### The problem
Reproduce every entry that follows word for word, but omit the images.

>> START Data to process

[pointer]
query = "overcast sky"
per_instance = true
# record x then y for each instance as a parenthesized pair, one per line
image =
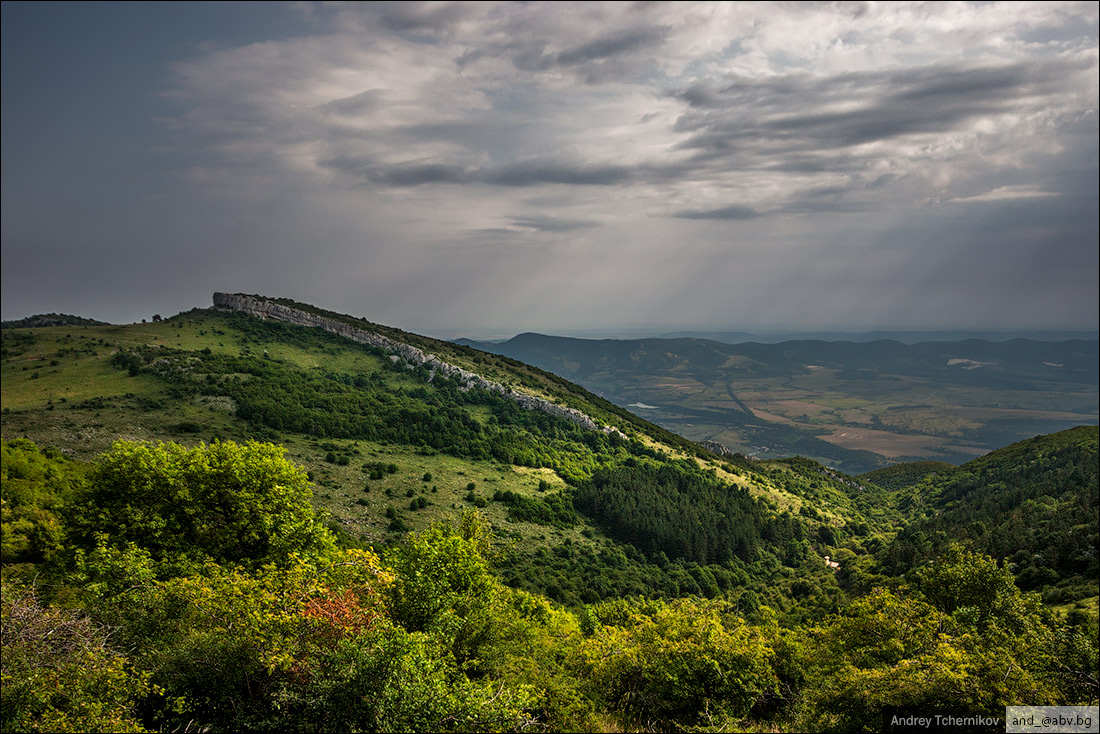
(487, 168)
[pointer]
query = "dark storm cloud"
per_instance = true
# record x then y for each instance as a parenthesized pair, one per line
(734, 212)
(625, 42)
(535, 173)
(519, 175)
(534, 163)
(551, 225)
(757, 114)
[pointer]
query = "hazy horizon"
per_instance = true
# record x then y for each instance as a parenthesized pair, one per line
(493, 168)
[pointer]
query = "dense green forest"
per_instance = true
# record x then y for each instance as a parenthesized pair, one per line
(300, 533)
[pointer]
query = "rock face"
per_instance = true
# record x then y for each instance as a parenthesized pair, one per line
(414, 357)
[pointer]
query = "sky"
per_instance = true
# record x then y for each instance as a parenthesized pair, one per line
(483, 168)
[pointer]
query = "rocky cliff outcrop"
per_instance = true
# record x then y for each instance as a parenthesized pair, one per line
(414, 357)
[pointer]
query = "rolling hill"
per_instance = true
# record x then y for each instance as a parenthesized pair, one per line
(461, 541)
(856, 406)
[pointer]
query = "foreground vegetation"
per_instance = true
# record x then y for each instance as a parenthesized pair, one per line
(299, 532)
(163, 588)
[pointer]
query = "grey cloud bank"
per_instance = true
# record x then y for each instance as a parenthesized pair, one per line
(502, 167)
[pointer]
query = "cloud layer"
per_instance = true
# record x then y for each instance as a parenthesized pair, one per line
(510, 166)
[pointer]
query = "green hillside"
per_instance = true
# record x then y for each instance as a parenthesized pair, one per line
(1032, 505)
(392, 449)
(227, 523)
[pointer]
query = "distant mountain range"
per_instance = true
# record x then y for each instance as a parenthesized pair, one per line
(855, 405)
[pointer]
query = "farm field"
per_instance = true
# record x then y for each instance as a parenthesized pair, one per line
(855, 406)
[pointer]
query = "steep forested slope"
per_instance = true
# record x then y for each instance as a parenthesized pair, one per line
(338, 538)
(1033, 504)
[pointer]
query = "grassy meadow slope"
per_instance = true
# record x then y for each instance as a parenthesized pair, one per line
(856, 406)
(392, 450)
(626, 579)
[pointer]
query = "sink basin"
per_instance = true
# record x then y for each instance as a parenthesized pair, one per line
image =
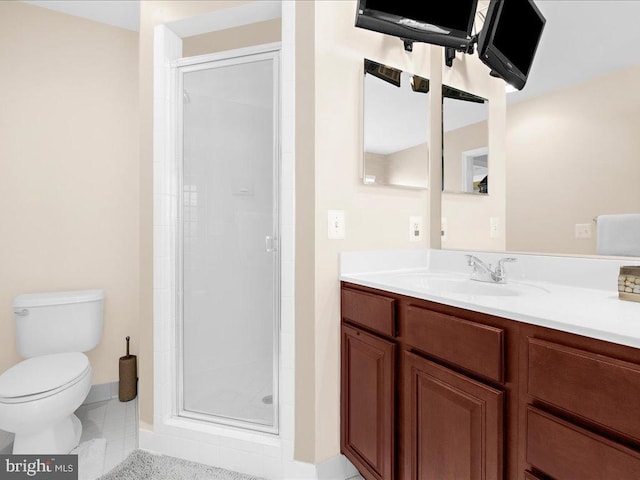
(463, 285)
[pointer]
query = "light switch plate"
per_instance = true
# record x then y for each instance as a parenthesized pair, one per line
(335, 224)
(415, 229)
(494, 225)
(583, 230)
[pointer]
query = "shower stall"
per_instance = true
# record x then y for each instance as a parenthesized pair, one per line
(227, 315)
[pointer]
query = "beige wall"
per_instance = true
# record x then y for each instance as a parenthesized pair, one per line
(409, 166)
(69, 181)
(376, 218)
(305, 394)
(257, 33)
(472, 213)
(573, 154)
(456, 142)
(377, 164)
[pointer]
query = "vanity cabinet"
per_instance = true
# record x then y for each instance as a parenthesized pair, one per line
(580, 400)
(423, 390)
(434, 392)
(368, 366)
(454, 423)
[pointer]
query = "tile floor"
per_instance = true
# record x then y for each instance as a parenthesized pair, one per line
(115, 421)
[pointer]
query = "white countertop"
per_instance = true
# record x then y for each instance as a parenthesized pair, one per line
(580, 294)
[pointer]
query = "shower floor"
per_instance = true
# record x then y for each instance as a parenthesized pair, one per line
(239, 392)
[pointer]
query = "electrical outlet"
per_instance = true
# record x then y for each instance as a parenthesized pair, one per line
(583, 230)
(335, 224)
(494, 226)
(415, 229)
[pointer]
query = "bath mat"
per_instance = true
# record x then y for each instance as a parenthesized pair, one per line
(90, 458)
(142, 465)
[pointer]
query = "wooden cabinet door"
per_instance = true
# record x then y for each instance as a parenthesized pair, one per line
(367, 403)
(453, 424)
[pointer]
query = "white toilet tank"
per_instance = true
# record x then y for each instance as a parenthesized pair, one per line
(58, 322)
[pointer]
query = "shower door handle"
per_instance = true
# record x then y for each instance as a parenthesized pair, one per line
(271, 244)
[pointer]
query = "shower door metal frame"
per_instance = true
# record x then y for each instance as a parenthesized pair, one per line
(204, 62)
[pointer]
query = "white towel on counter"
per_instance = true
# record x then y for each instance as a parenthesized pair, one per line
(619, 235)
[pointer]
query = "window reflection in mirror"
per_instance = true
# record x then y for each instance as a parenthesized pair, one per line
(465, 140)
(396, 127)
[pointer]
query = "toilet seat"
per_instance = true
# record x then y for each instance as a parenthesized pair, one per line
(42, 376)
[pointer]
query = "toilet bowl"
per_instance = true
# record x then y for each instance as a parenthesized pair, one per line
(39, 395)
(37, 399)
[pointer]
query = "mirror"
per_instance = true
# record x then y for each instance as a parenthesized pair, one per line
(396, 127)
(572, 141)
(465, 142)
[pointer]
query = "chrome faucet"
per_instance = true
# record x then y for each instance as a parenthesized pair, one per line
(485, 273)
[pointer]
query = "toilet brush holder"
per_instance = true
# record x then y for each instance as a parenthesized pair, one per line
(128, 384)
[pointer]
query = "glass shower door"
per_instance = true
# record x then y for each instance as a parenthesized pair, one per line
(229, 222)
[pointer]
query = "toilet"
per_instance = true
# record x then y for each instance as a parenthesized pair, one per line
(39, 395)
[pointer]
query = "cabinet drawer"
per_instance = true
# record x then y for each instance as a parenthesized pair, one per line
(470, 345)
(567, 452)
(531, 476)
(596, 387)
(372, 311)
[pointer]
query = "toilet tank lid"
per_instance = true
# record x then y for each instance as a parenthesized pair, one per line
(57, 298)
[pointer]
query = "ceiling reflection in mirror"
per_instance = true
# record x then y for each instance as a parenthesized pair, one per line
(465, 142)
(572, 139)
(396, 127)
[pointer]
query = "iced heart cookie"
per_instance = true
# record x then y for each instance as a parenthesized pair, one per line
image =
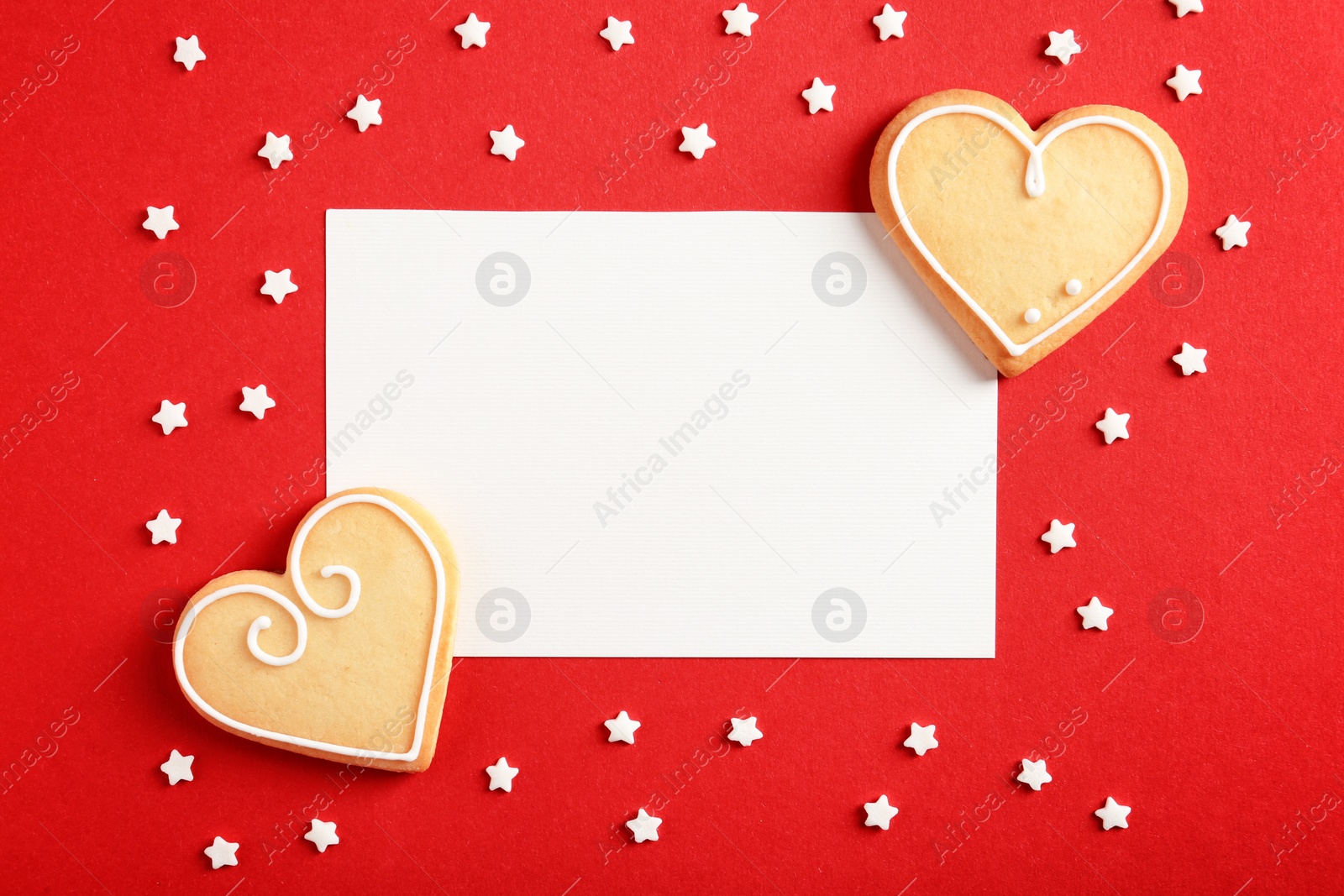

>> END Data to process

### The completed task
[pointer]
query = "overcast sky"
per_instance = true
# record x then y for each instance as a parenthesized pair, one per line
image =
(487, 168)
[pointer]
query = "dark storm cloud"
per_instance = true
# record x then y for each instance as a parenthesized pair, one per line
(734, 212)
(625, 42)
(535, 173)
(519, 175)
(534, 163)
(551, 225)
(757, 114)
[pointer]
query = "hazy horizon"
per_instance = true
# record x then y for each instance as a parenthesized pair, one per line
(493, 168)
[pointer]
query = "dense green forest"
per_instance = true
# record x then y for each instance as a parenthesized pair, one per line
(300, 533)
[pointer]
query = "rock face"
per_instance = true
# record x then y for each instance as a parenthesized pair, one per line
(414, 357)
[pointer]
query = "sky"
per_instance = true
# record x then y for each instance as a parenthesized pair, one per line
(483, 168)
[pointer]
query = "rocky cliff outcrop"
per_instance = true
# record x then y for each instance as a parenthesized pair, one per line
(414, 357)
[pointer]
query = "rolling hill"
per_instance = true
# record x then y for each instance as a parenthesized pair, one per line
(461, 541)
(856, 406)
[pointer]
query = "foreground vegetation"
per_instance = true
# record x then y for each instance as a parenthesized pair, one per line
(299, 532)
(163, 588)
[pointer]
query = "grey cloud bank"
per_instance = true
# record x then y for each instance as a parenthesized pair, one per line
(502, 167)
[pointer]
query = "cloud layer"
per_instance = true
# record x then y for each instance as a parenthesized pair, one per line
(510, 166)
[pointer]
query = "green hillside"
per_instance = true
# record x then y for each instance as a parenthesized pair, one per line
(1032, 505)
(392, 449)
(227, 523)
[pointer]
query = "distant mountain range"
per_instance = true
# record x then y for each instance as a parenthesized pair, one per line
(855, 405)
[pointer]
query = "farm field"
per_instance = true
# record x then y for each instance as a parenthesized pair, one per line
(855, 406)
[pointer]
query = "steep forested slope"
per_instance = true
# record x then y for each instance as a parenthesized pair, one per line
(338, 538)
(1033, 504)
[pointer]
query = "grassy meadow slope"
per_instance = true
# record x then y for each instance as a parenthesized pair, one per line
(856, 406)
(392, 450)
(626, 579)
[pointer]
query = "sink basin"
per_instance = true
# record x then y for each instance as a parenthesized pair, one per line
image =
(463, 285)
[pointer]
query = "light switch plate"
per_instance = true
# record x then y for each instance as a parenthesized pair, one per line
(335, 224)
(415, 229)
(494, 225)
(583, 230)
[pointer]
query = "shower stall"
per_instance = true
# record x then y for each instance as a parenthesized pair, one per line
(227, 315)
[pointer]
query = "beige wall"
per_instance = true
# record x then y for each instance as a parenthesized pair, one per line
(409, 166)
(69, 181)
(376, 218)
(305, 394)
(257, 33)
(472, 213)
(573, 154)
(456, 142)
(377, 164)
[pointer]
query = "vanity cabinet"
per_instance = true
# record x then y for each instance as a parenthesized pair, one per line
(580, 400)
(423, 390)
(434, 392)
(368, 366)
(454, 423)
[pointer]
query = "tile floor"
per_instance = true
# record x then y for each instance as a parenthesized pair, one per line
(115, 421)
[pointer]
query = "white countertop"
per_instance = true
# record x then y for each instance as a parenthesized pair, one per line
(580, 294)
[pointer]
query = "shower floor"
per_instance = true
# record x then y for each instance as a parenthesized pair, one per line
(239, 392)
[pointer]
query = "electrical outlet"
per_instance = true
# record x then y for each instance as a parenthesized pair, one per line
(583, 230)
(335, 224)
(494, 226)
(415, 229)
[pointer]
query = "bath mat"
per_instance = true
# record x then y for each instance as a parenthesized pair, one per line
(90, 458)
(142, 465)
[pointer]
query = "wooden cabinet door"
per_instance = true
# record x then y for each instance as a parenthesized pair, one per line
(367, 403)
(453, 424)
[pointer]
query = "white toilet tank"
per_instance = true
# record x then y for each instance as a parenthesized pair, one per line
(58, 322)
[pointer]
query = "shower door handle"
per_instance = true
# record x then y for each instance as a parenthesized pair, one per line
(271, 244)
[pointer]
query = "shower door metal frame"
per_instance = true
# record x then y for each instance as a parenthesized pair, one per line
(204, 62)
[pointer]
query = "white towel on counter"
per_instance = true
# record x then y for each instance as a parenthesized pair, one per line
(619, 235)
[pointer]
query = "window reflection in mirror"
per_instance = true
# record x then y for each instance as a parenthesized pair, one per line
(465, 140)
(396, 127)
[pointer]
query = "toilet seat"
per_instance = true
# record x then y for each instance as a parenthesized pair, one per line
(42, 376)
[pointer]
query = "toilet bowl"
per_instance = true
# record x then y for each instance as a parenthesized pair, one per line
(39, 395)
(37, 399)
[pointer]
query = "mirror"
per_instance = true
# record x then y for each instance as a parenthesized pair, one per line
(396, 127)
(572, 141)
(465, 142)
[pointer]
query = "chrome faucet"
per_instance = true
# record x then y for each instance as a parenthesized pair, one per line
(485, 273)
[pointer]
query = "toilet brush holder"
per_instance = true
# record x then y for each instance as a parenthesized pair, one per line
(128, 384)
[pointer]
query = "glass shower door"
per_instance = true
# record x then y for each instance as a parenthesized pair, one per line
(229, 222)
[pointer]
query = "toilet"
per_instance = true
# record x then y for each instance as a parenthesized pair, one per line
(39, 395)
[pointer]
query = "cabinet drawer"
per_instance = true
# record x then y for each instance as a parenthesized pair, one per line
(470, 345)
(567, 452)
(531, 476)
(596, 387)
(372, 311)
[pointer]
query = "toilet tank lid"
per_instance = true
# record x then y for each instance as a parenthesized pair, one per line
(57, 298)
[pointer]
query = "ceiling reflection in mirror"
per_instance = true
# record x then y for each instance as a parenthesized pair, one per line
(465, 142)
(572, 139)
(396, 127)
[pointer]
query = "iced heart cookie"
per_instance = true
# record x then y for each instance as a parenthesized pair, one per line
image =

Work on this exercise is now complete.